TEXT PASSAGE:
════════
Should We Outsmart Our Genes? - Left, Right, and Mother Nature

Sex, Power, and Partisanship: How Evolutionary Science Makes Sense of Our Political Divide - Hector A. Garcia 2019

Should We Outsmart Our Genes?
Left, Right, and Mother Nature

Throughout this chapter we have explored how natural selection has left us with political preferences that originally took hold because they afforded our ancestors certain survival advantages. However, there are times at which a particular adaptation becomes a disadvantage when it no longer matches the current environment—known as an evolutionary mismatch. Mismatches typically occur as a function of temporal change (e.g., environmental change over time) or spatial change (e.g., an organism migrates to a new environment). Humans are unique in that our success with technology has created drastic, rapid environmental changes, far faster than we could adapt genetically. This progression has created a number of evolutionary mismatches.
════════
STORED DATA:
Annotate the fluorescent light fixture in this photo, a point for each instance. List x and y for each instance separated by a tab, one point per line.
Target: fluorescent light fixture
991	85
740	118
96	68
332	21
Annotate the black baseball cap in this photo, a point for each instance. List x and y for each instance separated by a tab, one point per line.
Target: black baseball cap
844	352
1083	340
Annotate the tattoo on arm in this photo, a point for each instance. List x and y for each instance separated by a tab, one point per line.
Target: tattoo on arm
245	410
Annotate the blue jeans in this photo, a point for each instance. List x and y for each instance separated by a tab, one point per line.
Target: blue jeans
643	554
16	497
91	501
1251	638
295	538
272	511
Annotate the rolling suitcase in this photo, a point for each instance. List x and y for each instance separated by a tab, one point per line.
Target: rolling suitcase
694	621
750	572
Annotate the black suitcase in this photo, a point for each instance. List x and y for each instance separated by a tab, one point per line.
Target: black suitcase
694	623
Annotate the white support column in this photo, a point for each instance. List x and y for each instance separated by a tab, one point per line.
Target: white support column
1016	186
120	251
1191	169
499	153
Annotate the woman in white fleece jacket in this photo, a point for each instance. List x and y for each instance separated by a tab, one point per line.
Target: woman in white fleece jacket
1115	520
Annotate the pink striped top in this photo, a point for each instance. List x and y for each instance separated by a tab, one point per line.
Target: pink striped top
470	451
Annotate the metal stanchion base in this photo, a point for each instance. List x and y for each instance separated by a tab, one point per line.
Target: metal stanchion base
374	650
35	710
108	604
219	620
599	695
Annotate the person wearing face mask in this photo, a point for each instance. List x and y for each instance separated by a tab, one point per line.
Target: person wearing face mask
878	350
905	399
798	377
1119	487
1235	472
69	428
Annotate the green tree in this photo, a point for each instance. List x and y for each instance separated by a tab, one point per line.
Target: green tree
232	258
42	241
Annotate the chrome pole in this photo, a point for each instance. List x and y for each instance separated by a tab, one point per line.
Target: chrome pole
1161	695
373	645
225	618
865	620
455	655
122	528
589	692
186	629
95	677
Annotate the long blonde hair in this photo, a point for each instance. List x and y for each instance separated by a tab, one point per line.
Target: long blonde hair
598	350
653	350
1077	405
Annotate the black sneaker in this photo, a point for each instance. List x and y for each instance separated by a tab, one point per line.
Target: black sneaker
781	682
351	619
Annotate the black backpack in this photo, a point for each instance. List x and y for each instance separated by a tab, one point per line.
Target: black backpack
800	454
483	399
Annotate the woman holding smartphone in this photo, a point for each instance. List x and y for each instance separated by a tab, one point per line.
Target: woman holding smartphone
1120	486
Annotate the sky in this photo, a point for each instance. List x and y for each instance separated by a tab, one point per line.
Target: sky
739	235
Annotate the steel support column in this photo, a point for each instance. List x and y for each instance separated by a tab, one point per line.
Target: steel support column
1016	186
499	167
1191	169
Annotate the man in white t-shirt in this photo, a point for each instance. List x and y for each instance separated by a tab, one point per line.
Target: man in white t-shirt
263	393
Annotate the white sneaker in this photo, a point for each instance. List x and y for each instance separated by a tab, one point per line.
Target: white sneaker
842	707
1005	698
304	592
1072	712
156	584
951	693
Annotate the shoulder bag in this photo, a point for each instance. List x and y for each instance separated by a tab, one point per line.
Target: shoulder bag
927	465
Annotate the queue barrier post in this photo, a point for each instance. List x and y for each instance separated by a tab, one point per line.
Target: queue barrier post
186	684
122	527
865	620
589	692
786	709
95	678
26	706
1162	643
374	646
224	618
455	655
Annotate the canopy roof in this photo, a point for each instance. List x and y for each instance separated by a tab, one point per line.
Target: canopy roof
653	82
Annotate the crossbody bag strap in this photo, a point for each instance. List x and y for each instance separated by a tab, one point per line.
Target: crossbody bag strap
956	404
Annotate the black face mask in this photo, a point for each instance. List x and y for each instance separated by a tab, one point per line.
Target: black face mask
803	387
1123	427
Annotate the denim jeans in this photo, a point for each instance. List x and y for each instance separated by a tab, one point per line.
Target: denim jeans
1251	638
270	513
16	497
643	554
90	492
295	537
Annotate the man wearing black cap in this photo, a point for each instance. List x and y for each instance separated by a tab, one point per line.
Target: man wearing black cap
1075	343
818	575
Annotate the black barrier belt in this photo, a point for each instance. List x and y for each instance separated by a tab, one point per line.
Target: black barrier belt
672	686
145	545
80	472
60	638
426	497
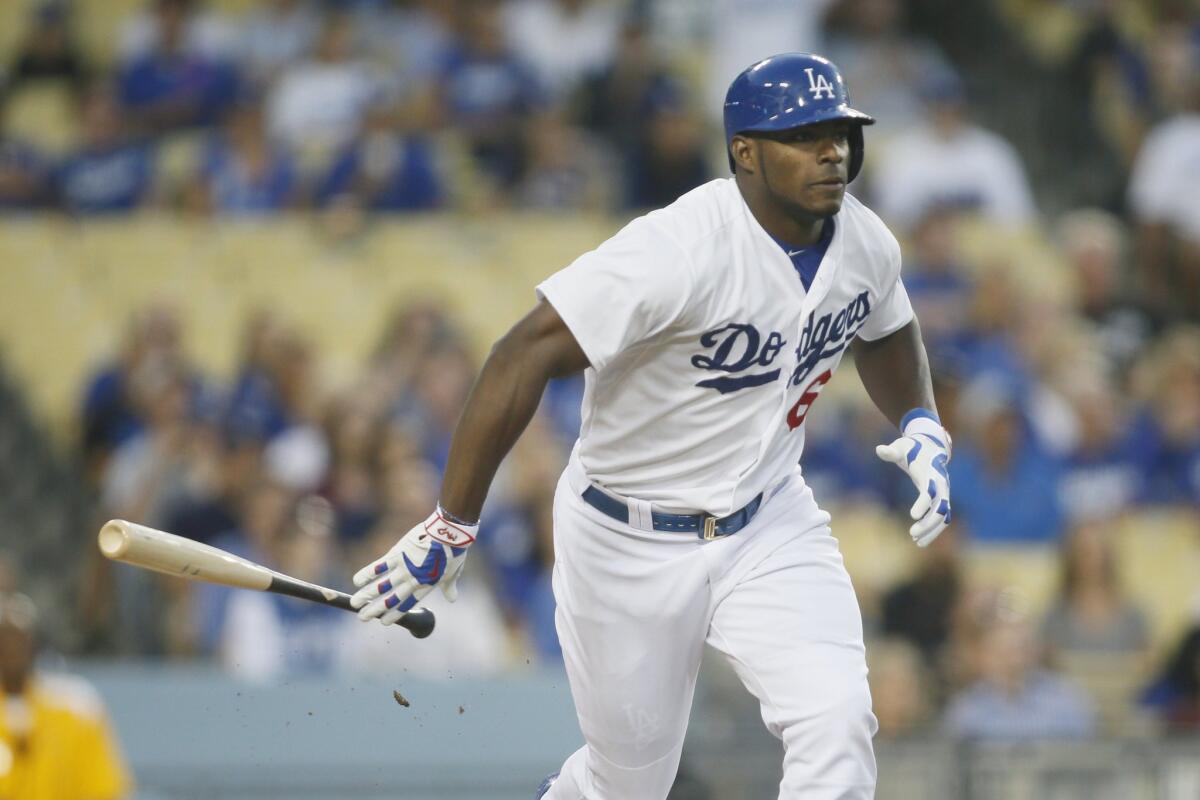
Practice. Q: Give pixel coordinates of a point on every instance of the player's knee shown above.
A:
(647, 781)
(840, 728)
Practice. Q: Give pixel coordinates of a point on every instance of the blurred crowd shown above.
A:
(1067, 368)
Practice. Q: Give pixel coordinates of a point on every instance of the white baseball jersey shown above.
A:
(706, 349)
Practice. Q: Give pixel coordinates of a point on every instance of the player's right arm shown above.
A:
(499, 407)
(503, 401)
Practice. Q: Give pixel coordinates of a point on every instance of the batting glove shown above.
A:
(432, 553)
(923, 452)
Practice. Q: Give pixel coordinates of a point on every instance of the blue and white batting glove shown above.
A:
(924, 452)
(431, 554)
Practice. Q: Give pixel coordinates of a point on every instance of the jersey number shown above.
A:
(796, 416)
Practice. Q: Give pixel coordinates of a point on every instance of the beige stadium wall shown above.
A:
(67, 288)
════════
EXERCISE PROMPT:
Summarize the text on evolutionary mismatch in two sentences.

WRITTEN RESPONSE:
Natural selection left people with political preferences that took hold because they gave ancestors survival advantages, but an adaptation can turn into a disadvantage when it no longer matches the current environment, which is called an evolutionary mismatch. Such mismatches usually come from change over time or from moving to a new environment, and human technology has changed our surroundings far faster than we could adapt genetically, creating a number of them.